● **WHAT THE EXERCISE ASKS**
Reproduce the listing word for word. Skip any image.

* * * * * * *

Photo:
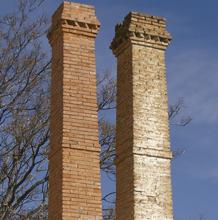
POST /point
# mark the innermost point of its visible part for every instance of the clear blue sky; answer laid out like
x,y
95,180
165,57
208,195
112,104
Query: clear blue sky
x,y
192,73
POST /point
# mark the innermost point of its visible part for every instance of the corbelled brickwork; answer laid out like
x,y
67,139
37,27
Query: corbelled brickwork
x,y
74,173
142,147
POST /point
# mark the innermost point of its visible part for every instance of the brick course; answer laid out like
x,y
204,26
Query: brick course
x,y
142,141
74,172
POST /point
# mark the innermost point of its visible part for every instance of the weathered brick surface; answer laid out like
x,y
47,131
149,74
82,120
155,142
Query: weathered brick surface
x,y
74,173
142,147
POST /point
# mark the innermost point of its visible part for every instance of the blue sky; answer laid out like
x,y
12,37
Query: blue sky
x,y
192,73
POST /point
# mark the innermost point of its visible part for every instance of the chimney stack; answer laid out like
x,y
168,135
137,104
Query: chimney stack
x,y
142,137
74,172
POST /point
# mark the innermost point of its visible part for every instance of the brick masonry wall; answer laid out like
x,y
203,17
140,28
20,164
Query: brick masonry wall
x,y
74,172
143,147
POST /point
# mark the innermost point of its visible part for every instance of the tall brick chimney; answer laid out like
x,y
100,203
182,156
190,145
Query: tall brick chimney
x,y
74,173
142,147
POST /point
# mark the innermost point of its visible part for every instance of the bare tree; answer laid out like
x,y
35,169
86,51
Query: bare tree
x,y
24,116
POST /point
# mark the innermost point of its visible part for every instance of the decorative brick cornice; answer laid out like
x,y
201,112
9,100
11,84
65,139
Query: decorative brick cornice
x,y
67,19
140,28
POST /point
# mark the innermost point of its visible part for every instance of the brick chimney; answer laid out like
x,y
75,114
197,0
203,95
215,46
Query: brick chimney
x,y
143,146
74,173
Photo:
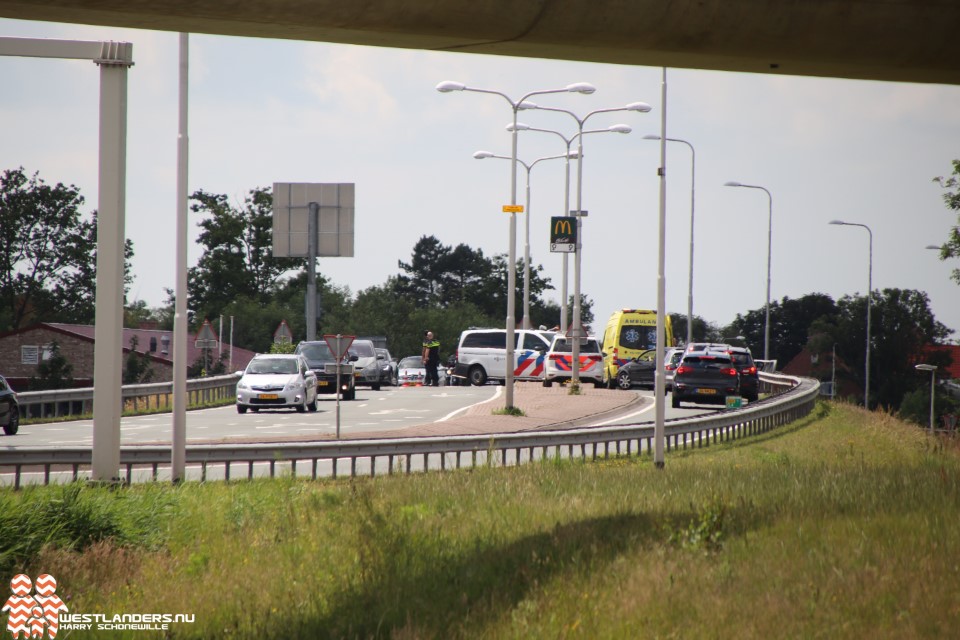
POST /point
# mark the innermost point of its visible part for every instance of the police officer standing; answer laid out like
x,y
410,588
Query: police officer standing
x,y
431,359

* * * * * * *

● **RESULT BELOW**
Photo:
POST /point
# mark the innermost point of its visible part for every instance of the clear blue sky; answer laid out like
x,y
95,180
165,57
208,195
112,104
Query: clear blue sky
x,y
192,73
POST /point
# mark the innermost point of its visible part for every instance of the corbelled brickwork; answer laid out like
x,y
67,139
37,27
Query: corbelled brickwork
x,y
74,173
142,147
POST /point
# mark the innermost point of its visible part for every instance of the brick course; answer laid out like
x,y
204,26
Query: brick course
x,y
142,141
74,172
POST /point
# mark the innermost point of its visible part for every instance of the weathered brick surface; answer laid out like
x,y
47,131
149,74
82,120
155,142
Query: weathered brick surface
x,y
74,173
142,147
POST /point
# mark the innermost point of its visible part for every instance of the blue sky; answer laid out like
x,y
12,37
Query: blue sky
x,y
192,73
POST /point
# mark the innermost point of its visible part for every instance of the chimney stack; answer laid out like
x,y
168,135
137,104
Query: chimney stack
x,y
142,137
74,172
POST /point
# mark the innermost point of its visible part for every instance of the brick masonry wall; answer laid out like
x,y
203,17
140,28
20,164
Query: brick masonry wall
x,y
74,172
143,147
POST /point
# mark the innermost point of its visible part for every instance of the tall brick chimney; answer laid out like
x,y
100,203
182,156
190,145
Query: tall brick chimney
x,y
74,173
142,147
POST /point
# mark the innermost point of its visible part for every instance of the bare tree; answer laid out like
x,y
35,169
86,51
Query: bare tree
x,y
24,116
POST /point
# mark the innermost point of its visible part for every instance of the decorative brick cornice; answer laid out like
x,y
201,112
9,100
11,84
65,139
Query: decorative brick cornice
x,y
67,19
140,28
POST /point
# mark the innermost point of its visible part for every instance of the brick chimney; answer laid out like
x,y
75,114
197,0
203,95
215,46
Query: brick chimney
x,y
143,146
74,173
Photo:
POST /point
# mark the innermost point of its visible part for every instance of the police officer standing; answer laid out like
x,y
410,588
Query: police officer standing
x,y
431,359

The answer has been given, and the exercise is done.